Task goal =
Return only this: the line with "brick wall in the photo above." and all the lines that follow it below, through the final one, exactly as they are.

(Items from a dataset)
'''

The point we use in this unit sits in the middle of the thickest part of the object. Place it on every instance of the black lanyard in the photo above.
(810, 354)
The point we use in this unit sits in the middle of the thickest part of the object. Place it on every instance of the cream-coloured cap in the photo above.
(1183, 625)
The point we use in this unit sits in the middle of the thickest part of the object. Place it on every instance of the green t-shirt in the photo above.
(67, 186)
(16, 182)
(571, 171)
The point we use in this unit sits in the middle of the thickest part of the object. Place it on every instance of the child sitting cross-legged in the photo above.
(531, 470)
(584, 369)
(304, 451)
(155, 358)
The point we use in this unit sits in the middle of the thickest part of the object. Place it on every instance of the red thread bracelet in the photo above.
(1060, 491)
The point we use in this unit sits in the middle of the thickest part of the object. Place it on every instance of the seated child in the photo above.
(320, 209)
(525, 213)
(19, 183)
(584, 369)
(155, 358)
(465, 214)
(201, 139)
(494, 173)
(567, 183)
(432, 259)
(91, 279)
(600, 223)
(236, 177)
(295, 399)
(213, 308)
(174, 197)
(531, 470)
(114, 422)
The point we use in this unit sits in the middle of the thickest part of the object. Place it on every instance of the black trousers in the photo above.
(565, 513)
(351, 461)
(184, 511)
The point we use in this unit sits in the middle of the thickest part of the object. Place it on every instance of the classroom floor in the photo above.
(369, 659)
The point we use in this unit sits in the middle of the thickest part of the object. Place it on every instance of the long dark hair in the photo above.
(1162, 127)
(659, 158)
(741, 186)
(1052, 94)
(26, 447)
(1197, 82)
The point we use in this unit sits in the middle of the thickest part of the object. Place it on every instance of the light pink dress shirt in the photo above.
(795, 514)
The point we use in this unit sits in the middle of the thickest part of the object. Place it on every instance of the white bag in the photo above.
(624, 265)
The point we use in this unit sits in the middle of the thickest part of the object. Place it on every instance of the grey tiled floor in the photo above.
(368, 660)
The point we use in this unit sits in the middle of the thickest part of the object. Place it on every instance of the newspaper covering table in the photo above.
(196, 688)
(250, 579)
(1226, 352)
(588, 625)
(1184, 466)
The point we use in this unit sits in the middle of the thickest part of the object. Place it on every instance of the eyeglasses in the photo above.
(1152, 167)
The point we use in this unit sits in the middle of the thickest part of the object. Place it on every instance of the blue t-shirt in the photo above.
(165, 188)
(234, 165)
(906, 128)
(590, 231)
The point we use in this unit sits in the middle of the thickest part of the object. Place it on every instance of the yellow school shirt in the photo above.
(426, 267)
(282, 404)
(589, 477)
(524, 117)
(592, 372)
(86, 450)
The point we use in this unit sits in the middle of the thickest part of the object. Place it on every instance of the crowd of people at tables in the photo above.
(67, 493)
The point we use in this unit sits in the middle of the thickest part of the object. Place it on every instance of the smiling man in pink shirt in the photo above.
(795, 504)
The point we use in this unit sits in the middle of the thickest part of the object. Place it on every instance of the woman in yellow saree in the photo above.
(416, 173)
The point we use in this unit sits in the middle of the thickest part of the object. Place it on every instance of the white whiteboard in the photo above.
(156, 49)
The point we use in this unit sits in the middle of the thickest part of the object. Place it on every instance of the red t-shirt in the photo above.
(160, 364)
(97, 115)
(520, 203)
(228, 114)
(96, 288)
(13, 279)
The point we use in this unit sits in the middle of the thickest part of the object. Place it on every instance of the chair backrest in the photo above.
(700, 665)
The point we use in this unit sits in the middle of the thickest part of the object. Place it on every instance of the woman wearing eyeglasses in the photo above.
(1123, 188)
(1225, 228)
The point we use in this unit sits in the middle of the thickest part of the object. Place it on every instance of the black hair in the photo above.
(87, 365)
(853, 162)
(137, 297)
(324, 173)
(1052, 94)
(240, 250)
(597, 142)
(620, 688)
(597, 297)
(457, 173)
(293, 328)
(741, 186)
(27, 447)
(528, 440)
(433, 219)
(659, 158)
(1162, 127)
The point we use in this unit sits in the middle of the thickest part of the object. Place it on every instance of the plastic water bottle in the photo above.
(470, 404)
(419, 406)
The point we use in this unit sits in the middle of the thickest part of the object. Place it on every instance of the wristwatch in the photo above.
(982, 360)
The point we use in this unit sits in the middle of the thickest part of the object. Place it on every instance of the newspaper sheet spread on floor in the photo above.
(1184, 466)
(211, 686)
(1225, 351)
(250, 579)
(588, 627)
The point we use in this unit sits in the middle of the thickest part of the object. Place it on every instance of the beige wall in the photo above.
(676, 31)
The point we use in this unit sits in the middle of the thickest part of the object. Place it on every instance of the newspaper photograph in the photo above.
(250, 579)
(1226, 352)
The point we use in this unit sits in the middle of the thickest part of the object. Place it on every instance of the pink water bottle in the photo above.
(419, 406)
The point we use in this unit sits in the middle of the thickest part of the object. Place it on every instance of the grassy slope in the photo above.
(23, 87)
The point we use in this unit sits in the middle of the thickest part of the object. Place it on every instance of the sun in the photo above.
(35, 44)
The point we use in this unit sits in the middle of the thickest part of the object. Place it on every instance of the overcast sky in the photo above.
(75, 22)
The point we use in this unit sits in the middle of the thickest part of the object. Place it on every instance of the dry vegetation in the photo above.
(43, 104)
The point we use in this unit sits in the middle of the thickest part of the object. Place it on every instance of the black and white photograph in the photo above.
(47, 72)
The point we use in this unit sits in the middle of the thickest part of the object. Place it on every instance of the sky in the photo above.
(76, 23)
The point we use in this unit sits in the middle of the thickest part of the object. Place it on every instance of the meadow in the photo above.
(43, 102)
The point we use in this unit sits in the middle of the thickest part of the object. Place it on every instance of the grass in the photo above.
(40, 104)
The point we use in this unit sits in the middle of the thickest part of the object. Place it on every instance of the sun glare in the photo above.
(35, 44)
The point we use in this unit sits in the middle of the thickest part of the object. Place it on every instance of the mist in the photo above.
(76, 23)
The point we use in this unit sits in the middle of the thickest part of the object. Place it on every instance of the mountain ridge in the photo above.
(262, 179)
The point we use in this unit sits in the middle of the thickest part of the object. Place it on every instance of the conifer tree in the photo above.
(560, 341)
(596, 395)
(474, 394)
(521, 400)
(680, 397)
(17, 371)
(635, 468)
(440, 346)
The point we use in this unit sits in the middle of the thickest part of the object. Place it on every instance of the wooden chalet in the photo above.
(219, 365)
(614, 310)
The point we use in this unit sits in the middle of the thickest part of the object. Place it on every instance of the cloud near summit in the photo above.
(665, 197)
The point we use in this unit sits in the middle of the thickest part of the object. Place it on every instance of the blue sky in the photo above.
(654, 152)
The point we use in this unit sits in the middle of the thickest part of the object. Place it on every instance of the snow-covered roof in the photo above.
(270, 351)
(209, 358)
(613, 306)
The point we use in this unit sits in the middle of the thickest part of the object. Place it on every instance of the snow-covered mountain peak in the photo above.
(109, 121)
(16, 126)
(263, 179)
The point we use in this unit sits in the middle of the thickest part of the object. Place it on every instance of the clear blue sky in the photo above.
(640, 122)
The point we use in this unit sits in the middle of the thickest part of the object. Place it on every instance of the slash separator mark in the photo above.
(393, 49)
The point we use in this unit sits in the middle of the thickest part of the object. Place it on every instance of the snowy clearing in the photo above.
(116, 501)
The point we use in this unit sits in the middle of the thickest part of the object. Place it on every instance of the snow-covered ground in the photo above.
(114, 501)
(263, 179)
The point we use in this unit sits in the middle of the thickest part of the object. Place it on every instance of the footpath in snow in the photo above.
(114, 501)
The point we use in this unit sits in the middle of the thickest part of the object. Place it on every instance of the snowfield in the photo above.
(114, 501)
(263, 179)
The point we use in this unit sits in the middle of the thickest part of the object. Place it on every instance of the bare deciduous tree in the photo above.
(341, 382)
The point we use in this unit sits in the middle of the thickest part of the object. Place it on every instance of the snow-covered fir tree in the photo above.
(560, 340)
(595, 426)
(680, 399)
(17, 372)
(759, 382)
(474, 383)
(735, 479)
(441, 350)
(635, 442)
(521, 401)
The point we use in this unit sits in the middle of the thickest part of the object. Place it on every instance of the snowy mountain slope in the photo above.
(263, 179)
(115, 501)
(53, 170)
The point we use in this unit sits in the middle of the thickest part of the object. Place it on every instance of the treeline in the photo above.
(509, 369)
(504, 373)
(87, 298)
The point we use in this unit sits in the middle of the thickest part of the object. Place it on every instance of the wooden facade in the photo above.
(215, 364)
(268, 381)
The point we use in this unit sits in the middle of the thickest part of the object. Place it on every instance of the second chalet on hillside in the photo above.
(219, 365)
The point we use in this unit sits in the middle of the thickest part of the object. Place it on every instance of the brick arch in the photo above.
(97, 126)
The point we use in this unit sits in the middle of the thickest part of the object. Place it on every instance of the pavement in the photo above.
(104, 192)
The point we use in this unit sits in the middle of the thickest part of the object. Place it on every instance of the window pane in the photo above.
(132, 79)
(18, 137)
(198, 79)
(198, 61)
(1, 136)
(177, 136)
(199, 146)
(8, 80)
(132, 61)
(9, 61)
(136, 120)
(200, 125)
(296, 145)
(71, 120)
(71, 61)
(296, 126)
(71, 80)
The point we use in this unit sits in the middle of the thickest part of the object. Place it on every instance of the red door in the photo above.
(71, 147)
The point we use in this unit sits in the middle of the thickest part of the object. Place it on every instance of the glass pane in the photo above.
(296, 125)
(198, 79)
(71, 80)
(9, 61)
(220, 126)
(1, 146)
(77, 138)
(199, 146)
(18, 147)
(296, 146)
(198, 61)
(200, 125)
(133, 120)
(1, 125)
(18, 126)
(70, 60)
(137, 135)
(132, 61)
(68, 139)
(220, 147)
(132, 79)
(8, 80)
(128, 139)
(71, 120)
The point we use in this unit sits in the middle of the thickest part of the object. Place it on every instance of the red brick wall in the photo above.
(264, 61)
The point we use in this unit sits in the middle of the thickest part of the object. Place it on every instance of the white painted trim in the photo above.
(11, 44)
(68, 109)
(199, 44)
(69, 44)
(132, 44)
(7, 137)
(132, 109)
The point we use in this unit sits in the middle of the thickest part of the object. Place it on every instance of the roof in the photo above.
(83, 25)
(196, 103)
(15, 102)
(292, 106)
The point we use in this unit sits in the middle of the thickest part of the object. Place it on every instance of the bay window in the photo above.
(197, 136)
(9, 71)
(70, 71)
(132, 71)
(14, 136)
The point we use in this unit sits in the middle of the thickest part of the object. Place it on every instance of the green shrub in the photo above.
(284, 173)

'''

In response =
The point we use in this unit sits in the middle of the thickest part of the object. Place it on every instance of the red brick wall in the photo above.
(264, 61)
The point we use in this unit sits in the middle of the thickest part of the object. Place it on every instance of the white painted trim in the photo above.
(11, 44)
(68, 109)
(199, 44)
(69, 44)
(132, 44)
(7, 137)
(132, 109)
The point we use in this unit sits in the middle of the thickest part of the object. Place it on every instance of the roof in the photo above.
(83, 25)
(196, 103)
(15, 102)
(292, 106)
The point we use in this unit sits in the middle of the thickest part of the object. Place it on every instance of the bay window in the photo above.
(197, 136)
(9, 71)
(70, 71)
(132, 71)
(14, 136)
The point we use in this unit sits in the middle of the thickest part of the object. Place it on every instance of the green shrub in the photo above.
(284, 173)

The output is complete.